Sometimes we're spontaneous. And when we're at a family party (thanks, Auntie Judy!) and my mom says, "Do you want these tickets to see Aida? I'll babysit your girls..." we say yes. Even though the show starts in an hour and a half. That's spontaneity. You can tell it's spontaneity because of how it is.

There were originally four tickets and we were supposed to find someone to give away the extra two to but we failed. 35 of the 35 people we invited to take them were not spontaneous enough (and that doesn't include the open-ended invitation we put out on facebook). So we went alone and gave away the tickets at the door because we're nice like that.

My little sister was supposed to go on a double-date with the tickets but her date got stomach flu so the tickets fell into our hands. They were hand-me-down tickets, but I don't mind hand-me-downs at all.

——

# ACTIONS TO TAKE
- a) In the post about the Aida tickets, reproduce word for word the part that opens with the words containing "My little sister" and closes with "hand-me-downs at all.".
- b) List every family member of the narrator mentioned in the Aida post.

——

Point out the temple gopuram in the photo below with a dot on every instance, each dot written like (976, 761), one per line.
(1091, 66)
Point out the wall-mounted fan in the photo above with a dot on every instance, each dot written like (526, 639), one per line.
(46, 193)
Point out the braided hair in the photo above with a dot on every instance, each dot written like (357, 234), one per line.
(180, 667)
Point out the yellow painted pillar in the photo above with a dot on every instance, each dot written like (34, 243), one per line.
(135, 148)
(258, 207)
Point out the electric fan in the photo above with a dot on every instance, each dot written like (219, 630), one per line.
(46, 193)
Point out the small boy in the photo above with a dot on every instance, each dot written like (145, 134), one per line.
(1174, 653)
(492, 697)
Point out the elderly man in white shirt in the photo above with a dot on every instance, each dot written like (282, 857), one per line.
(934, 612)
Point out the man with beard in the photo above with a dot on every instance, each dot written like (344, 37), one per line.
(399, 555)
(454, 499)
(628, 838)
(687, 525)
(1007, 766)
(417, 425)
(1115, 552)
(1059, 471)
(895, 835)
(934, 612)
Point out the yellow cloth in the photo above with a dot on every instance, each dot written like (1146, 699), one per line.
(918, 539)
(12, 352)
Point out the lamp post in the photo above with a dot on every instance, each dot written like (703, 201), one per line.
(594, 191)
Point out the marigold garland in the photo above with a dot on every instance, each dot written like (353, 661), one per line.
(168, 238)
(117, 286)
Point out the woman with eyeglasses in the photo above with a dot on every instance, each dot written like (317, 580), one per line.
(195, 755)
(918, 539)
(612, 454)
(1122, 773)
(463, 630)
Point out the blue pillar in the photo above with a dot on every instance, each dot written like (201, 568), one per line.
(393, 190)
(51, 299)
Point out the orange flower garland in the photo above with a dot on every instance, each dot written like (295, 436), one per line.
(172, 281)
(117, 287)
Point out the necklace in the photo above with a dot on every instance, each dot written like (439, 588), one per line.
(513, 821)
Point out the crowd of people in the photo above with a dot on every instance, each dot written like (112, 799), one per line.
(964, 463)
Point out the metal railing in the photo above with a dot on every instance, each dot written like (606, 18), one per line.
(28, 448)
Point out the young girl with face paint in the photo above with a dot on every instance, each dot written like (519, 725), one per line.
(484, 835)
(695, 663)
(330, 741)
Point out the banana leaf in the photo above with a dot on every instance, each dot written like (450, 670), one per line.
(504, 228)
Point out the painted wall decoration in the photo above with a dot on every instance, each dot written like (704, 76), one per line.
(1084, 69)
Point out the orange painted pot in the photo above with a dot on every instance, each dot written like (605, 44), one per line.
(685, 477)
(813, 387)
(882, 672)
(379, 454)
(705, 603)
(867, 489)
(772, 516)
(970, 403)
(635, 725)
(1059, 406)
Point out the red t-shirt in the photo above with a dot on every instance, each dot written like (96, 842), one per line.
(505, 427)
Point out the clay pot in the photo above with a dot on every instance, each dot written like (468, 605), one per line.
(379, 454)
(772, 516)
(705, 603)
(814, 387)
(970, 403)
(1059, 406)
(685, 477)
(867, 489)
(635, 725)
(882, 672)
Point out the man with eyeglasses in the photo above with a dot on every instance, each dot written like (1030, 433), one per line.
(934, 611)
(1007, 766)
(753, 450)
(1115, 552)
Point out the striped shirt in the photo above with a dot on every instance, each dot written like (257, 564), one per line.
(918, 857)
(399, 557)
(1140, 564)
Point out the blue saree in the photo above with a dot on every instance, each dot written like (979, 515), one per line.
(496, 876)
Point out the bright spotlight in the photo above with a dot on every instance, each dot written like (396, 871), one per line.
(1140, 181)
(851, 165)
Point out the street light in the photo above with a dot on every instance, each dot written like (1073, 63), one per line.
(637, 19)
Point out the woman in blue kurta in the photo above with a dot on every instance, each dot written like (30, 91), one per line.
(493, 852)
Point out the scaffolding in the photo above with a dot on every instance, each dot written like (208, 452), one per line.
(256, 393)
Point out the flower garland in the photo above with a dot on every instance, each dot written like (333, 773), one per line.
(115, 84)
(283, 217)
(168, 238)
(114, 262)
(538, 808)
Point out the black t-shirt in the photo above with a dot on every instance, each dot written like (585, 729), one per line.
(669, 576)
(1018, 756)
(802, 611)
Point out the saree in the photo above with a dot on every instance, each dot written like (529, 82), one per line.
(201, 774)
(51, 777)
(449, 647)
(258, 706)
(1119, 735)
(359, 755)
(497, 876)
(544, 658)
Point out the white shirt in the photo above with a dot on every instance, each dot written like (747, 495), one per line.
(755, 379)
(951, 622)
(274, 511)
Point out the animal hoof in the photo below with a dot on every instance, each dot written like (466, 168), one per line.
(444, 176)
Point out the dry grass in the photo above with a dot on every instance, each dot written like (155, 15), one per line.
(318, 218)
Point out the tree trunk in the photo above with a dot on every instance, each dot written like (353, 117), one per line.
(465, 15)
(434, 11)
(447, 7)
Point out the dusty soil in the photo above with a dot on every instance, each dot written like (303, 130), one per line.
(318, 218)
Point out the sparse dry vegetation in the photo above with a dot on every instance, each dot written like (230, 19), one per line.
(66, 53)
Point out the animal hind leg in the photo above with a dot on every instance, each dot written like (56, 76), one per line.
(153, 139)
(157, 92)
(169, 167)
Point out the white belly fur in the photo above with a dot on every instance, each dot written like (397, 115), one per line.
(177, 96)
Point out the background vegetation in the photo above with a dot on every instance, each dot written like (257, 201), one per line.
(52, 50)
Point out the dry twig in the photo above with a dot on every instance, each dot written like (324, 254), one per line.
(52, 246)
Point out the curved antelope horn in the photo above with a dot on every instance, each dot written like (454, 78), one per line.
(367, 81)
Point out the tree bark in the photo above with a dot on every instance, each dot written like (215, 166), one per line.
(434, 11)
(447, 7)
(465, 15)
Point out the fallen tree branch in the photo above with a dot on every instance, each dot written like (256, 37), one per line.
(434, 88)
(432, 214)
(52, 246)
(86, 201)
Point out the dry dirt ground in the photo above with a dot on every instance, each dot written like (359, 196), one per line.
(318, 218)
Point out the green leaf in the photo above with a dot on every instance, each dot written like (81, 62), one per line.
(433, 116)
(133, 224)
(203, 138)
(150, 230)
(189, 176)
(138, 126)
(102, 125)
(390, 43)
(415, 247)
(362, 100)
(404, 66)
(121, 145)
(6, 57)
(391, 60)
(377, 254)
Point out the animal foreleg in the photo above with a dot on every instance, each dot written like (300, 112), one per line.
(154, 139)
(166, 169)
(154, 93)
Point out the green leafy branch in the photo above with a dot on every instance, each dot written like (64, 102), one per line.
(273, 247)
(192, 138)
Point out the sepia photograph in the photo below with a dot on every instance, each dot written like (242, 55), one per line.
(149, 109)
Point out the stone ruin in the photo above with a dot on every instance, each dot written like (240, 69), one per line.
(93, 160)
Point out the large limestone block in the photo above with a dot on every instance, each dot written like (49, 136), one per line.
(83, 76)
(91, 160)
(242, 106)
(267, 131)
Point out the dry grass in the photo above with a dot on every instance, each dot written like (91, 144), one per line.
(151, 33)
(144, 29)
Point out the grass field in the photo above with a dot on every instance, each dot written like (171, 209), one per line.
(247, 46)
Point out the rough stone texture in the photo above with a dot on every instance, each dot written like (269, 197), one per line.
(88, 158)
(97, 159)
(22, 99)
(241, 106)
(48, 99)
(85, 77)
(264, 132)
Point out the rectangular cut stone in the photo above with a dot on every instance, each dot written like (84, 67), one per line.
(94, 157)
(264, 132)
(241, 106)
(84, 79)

——

# SOLUTIONS TO THE EXERCISE
- a)
My little sister was supposed to go on a double-date with the tickets but her date got stomach flu so the tickets fell into our hands. They were hand-me-down tickets, but I don't mind hand-me-downs at all.

- b)
- Auntie Judy
- the narrator's mom
- the narrator's girls
- the narrator's little sister